• _AIM_
Return the forum thread on the Tyranid "Death Star" unit build word for word between "1 tyranid prime" and "with this unit?", inclusive.

• _DOCUMENT SECTION_
# Tyranid "Death-Star" horror stories.



## Prepirate1 (Jul 29, 2009)

There's a popular Tyranid unit build aptly named "The Death Star", as it is a slow moving, shot soaking, assault winning unit that moves through crucial areas of the board pummeling any enemy units within reach. The build looks loosely like this

*1 hive tyrant
armored shell (2+ armor)
old adversary (gives a 6" perferred enemy bubble) 
paroxysm,
life leech,
lashwhip and bone sword
TL devs 
regen

3 tyrant guard with lash whips

1 tyranid prime 
2 bone swords
death spitter
regen
adrenal glands*

As the unit is growing quite popular, I was wondering if anyone had any horror stories concerning close or deadly encounters with this unit?


----------



## Prepirate1 (Jul 29, 2009)

I played a 1850 pt seize ground mission with three objectives on the board. Ultramarines Vs. Tyranids (classic) Two rhinos waited in reserves, a sterngaurd and terminator squad waited for the deepstrike and I had a predator, scouts, and devastator squad on the board. First two turns involved shooting, as these units had castled within run-range of an objective, it wasn't until the third turn when things picked up as one rhino came in and the termies deep struck, though all of this is irrelevant. What I'm getting at is that while my tac squads where pounding bolter lead into gaunts and holding objectives, my terminators where dealing with gun guard and a tervigon the "death star" had tore through my back line destroying an entire devastator squad (310 points with 4 LC), my predator (auto las) and a rhino which I had put to block them from reaching my scouts who were contesting an objective. I pulled away with the win thanks to a late game deep strike from my sterguard who contested an objective, though paid a heavy price.

• _EXTRACTED INFORMATION_
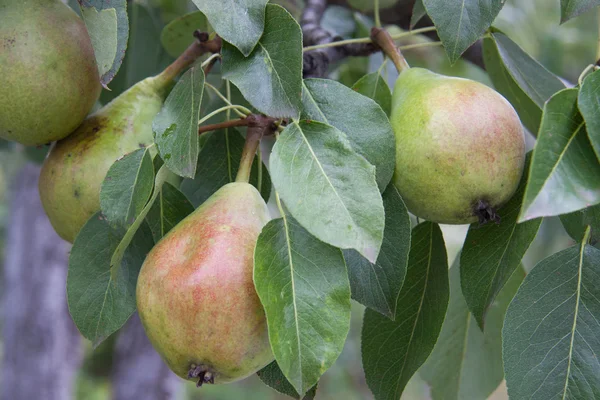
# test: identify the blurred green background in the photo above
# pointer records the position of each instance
(564, 49)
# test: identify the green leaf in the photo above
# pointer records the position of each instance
(377, 285)
(460, 23)
(303, 286)
(272, 376)
(573, 8)
(218, 164)
(493, 252)
(550, 335)
(176, 125)
(127, 187)
(466, 363)
(145, 56)
(108, 26)
(520, 78)
(360, 118)
(418, 13)
(239, 22)
(169, 208)
(161, 176)
(392, 351)
(375, 87)
(312, 166)
(565, 174)
(270, 77)
(101, 299)
(339, 21)
(589, 106)
(575, 224)
(178, 34)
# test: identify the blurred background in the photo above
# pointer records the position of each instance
(40, 349)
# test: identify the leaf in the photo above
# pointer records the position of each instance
(550, 335)
(108, 26)
(589, 106)
(145, 56)
(374, 86)
(573, 8)
(270, 77)
(303, 286)
(360, 118)
(117, 257)
(312, 165)
(392, 351)
(466, 363)
(460, 23)
(369, 5)
(377, 285)
(176, 125)
(101, 299)
(565, 174)
(576, 223)
(493, 252)
(272, 376)
(178, 34)
(127, 187)
(520, 78)
(169, 208)
(218, 164)
(418, 13)
(239, 22)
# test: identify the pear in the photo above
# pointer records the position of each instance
(195, 292)
(75, 167)
(460, 147)
(48, 72)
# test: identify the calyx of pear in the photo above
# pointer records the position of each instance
(75, 167)
(48, 72)
(460, 146)
(195, 292)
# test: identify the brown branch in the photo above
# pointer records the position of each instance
(268, 124)
(223, 125)
(316, 63)
(208, 67)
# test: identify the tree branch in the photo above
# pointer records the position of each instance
(316, 62)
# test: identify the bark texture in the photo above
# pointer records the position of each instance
(138, 370)
(41, 346)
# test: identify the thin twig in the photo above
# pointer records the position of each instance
(223, 125)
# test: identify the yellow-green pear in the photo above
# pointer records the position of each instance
(460, 147)
(76, 166)
(195, 292)
(48, 74)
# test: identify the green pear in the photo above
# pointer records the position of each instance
(48, 72)
(75, 167)
(460, 147)
(195, 291)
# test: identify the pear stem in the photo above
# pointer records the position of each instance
(194, 51)
(382, 38)
(258, 126)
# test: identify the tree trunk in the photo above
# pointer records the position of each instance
(42, 350)
(138, 371)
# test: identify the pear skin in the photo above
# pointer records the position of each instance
(48, 74)
(75, 167)
(459, 146)
(196, 295)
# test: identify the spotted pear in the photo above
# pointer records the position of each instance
(195, 292)
(48, 74)
(75, 167)
(460, 147)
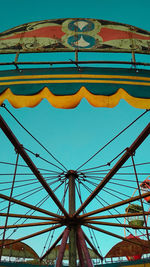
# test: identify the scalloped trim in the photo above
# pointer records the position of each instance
(71, 101)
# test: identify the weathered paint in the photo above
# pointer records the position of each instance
(65, 87)
(74, 34)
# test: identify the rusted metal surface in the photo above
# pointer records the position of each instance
(116, 167)
(75, 34)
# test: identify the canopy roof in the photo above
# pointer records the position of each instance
(65, 87)
(75, 34)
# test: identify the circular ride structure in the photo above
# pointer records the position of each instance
(84, 205)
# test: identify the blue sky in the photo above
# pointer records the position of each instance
(74, 135)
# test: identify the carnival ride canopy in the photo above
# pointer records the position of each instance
(65, 87)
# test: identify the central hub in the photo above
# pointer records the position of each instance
(72, 173)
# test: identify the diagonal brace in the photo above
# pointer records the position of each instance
(12, 138)
(130, 151)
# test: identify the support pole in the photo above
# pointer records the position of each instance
(84, 247)
(62, 248)
(71, 175)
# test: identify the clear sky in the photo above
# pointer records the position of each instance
(75, 135)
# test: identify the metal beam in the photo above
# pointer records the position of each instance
(53, 246)
(19, 202)
(12, 138)
(118, 225)
(116, 167)
(84, 247)
(91, 245)
(120, 203)
(115, 235)
(30, 224)
(114, 216)
(27, 216)
(62, 247)
(33, 235)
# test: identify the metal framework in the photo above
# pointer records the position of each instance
(73, 219)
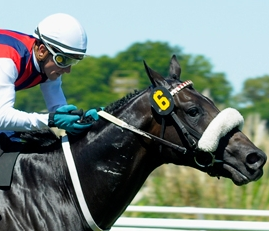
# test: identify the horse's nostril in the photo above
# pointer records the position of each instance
(252, 158)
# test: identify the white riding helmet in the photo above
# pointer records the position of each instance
(63, 32)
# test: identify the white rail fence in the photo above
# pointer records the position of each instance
(163, 224)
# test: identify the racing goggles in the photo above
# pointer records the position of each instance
(60, 59)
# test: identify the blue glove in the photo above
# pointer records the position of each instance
(90, 116)
(68, 118)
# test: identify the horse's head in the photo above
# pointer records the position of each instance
(212, 139)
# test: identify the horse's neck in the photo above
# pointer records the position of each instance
(117, 163)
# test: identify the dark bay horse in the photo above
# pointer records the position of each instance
(184, 127)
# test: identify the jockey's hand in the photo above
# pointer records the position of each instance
(68, 118)
(90, 116)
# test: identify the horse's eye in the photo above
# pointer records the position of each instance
(193, 112)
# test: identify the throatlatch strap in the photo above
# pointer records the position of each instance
(7, 162)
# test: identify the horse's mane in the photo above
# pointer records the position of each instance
(121, 102)
(47, 138)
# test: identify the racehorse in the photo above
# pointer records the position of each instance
(170, 123)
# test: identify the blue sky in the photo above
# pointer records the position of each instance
(232, 34)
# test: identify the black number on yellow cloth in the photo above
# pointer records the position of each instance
(162, 101)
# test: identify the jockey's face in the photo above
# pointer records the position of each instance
(52, 71)
(48, 65)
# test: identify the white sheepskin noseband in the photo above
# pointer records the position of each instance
(223, 123)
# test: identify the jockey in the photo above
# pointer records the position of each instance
(58, 43)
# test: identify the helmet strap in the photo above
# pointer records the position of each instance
(41, 56)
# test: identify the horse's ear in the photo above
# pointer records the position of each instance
(175, 69)
(155, 78)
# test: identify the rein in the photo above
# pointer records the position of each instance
(163, 103)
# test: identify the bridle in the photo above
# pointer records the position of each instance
(163, 103)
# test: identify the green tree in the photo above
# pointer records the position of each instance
(90, 84)
(254, 97)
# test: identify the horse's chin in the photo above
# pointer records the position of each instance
(237, 177)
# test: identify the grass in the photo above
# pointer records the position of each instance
(172, 185)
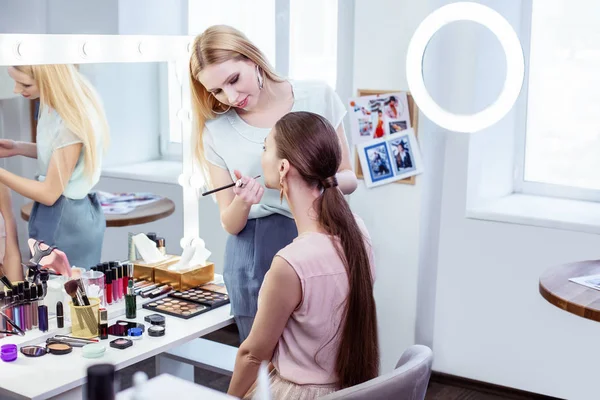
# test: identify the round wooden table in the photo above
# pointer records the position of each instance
(570, 296)
(141, 215)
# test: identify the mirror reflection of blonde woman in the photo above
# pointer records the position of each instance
(71, 133)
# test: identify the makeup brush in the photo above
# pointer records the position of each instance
(237, 183)
(5, 280)
(83, 294)
(73, 291)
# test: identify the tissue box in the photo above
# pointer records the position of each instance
(186, 278)
(145, 271)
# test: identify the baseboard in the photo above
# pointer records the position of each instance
(506, 392)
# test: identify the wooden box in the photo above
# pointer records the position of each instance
(186, 278)
(145, 271)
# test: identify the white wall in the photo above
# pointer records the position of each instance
(473, 284)
(491, 324)
(391, 212)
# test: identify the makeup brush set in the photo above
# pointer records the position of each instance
(20, 305)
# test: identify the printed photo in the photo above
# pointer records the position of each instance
(380, 166)
(365, 126)
(397, 126)
(388, 114)
(393, 108)
(390, 159)
(402, 156)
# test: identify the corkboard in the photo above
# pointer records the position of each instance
(414, 121)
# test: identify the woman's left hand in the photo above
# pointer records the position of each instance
(57, 260)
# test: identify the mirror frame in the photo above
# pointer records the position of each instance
(33, 49)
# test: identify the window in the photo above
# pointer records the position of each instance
(313, 40)
(256, 19)
(561, 146)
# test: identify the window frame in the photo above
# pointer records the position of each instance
(522, 186)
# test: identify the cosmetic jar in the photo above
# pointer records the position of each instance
(34, 351)
(135, 333)
(121, 343)
(155, 319)
(156, 330)
(59, 349)
(8, 352)
(93, 350)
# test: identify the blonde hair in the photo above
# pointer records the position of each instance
(217, 44)
(63, 88)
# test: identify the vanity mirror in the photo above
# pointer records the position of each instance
(144, 88)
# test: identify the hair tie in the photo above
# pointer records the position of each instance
(329, 182)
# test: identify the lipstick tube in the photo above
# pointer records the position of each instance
(108, 286)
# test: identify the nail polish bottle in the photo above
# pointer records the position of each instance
(130, 302)
(103, 323)
(2, 321)
(115, 285)
(120, 282)
(33, 307)
(9, 310)
(27, 308)
(108, 287)
(60, 317)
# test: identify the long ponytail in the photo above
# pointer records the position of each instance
(311, 145)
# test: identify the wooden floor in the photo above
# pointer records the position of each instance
(440, 387)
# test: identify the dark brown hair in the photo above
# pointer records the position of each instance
(310, 144)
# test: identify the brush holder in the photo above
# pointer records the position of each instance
(84, 319)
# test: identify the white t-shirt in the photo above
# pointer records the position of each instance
(52, 134)
(231, 143)
(2, 238)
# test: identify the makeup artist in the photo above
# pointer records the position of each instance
(71, 133)
(237, 97)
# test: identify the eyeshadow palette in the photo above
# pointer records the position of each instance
(177, 307)
(202, 296)
(215, 287)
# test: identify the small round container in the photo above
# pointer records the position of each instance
(93, 350)
(156, 330)
(59, 349)
(8, 352)
(135, 333)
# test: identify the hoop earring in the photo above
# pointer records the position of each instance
(259, 78)
(222, 112)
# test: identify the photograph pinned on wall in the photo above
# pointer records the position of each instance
(397, 126)
(379, 162)
(390, 159)
(377, 116)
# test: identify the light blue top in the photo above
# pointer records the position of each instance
(53, 134)
(231, 143)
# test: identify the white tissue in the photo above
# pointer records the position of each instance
(147, 249)
(263, 388)
(193, 255)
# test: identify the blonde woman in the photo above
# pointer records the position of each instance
(71, 133)
(237, 98)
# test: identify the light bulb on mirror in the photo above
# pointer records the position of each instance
(185, 242)
(197, 181)
(183, 180)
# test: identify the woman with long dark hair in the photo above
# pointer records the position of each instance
(316, 319)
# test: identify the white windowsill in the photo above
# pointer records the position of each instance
(547, 212)
(160, 171)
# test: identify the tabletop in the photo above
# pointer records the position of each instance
(577, 299)
(50, 375)
(141, 215)
(167, 386)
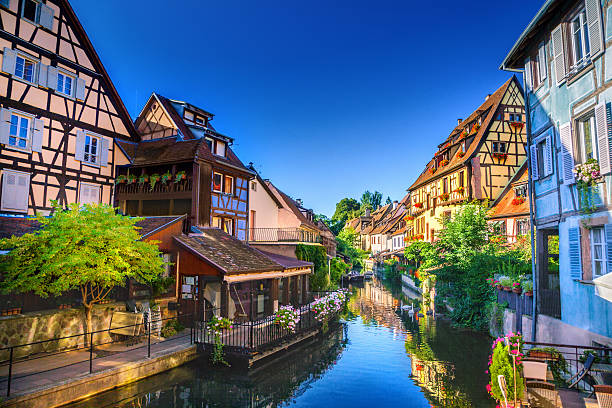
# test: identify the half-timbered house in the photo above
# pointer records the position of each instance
(61, 116)
(184, 166)
(475, 162)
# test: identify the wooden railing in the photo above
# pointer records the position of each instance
(283, 235)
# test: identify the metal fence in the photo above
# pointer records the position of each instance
(88, 346)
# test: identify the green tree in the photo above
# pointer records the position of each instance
(92, 249)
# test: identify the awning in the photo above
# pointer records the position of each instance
(244, 277)
(603, 287)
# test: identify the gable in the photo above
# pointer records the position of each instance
(58, 43)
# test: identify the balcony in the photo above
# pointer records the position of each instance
(283, 235)
(137, 190)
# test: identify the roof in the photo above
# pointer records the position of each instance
(293, 206)
(226, 253)
(97, 63)
(489, 107)
(503, 206)
(287, 262)
(514, 58)
(19, 226)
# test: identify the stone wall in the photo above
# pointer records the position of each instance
(50, 324)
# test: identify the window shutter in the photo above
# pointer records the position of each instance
(593, 13)
(8, 61)
(573, 234)
(5, 122)
(567, 153)
(603, 143)
(79, 154)
(37, 135)
(534, 162)
(542, 66)
(548, 163)
(45, 16)
(103, 152)
(52, 77)
(80, 89)
(528, 80)
(558, 53)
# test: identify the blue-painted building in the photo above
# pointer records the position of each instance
(565, 54)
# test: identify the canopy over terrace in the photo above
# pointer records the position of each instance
(236, 280)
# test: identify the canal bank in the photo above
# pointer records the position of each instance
(378, 356)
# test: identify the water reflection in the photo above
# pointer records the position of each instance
(378, 357)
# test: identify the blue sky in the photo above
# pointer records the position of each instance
(327, 98)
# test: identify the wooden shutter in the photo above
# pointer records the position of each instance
(603, 143)
(558, 53)
(103, 151)
(5, 124)
(8, 61)
(542, 66)
(45, 16)
(533, 150)
(79, 154)
(80, 89)
(528, 78)
(43, 71)
(593, 13)
(548, 155)
(37, 135)
(573, 234)
(52, 77)
(15, 191)
(567, 153)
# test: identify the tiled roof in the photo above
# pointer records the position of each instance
(489, 106)
(226, 253)
(286, 261)
(503, 207)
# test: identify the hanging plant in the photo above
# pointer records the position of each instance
(166, 177)
(153, 180)
(587, 177)
(216, 327)
(181, 175)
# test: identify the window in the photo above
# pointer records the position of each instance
(92, 150)
(499, 147)
(19, 131)
(64, 83)
(598, 251)
(15, 191)
(579, 40)
(587, 142)
(25, 68)
(217, 177)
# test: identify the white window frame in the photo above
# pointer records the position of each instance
(30, 118)
(73, 79)
(34, 61)
(602, 244)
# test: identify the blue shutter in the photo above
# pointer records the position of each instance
(574, 253)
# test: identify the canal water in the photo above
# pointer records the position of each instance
(378, 356)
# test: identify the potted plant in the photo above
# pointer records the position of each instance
(153, 180)
(166, 177)
(181, 175)
(527, 286)
(506, 283)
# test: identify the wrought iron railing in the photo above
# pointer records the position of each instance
(283, 235)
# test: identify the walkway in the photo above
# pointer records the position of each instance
(38, 373)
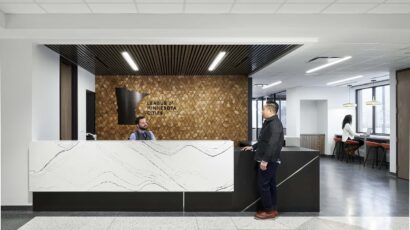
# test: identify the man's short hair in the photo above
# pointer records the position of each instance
(137, 120)
(273, 106)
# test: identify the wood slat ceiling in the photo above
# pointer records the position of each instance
(173, 59)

• _TASK ANSWER_
1 tyranid prime 
2 bone swords
death spitter
regen
adrenal glands*

As the unit is growing quite popular, I was wondering if anyone had any horror stories concerning close or deadly encounters with this unit?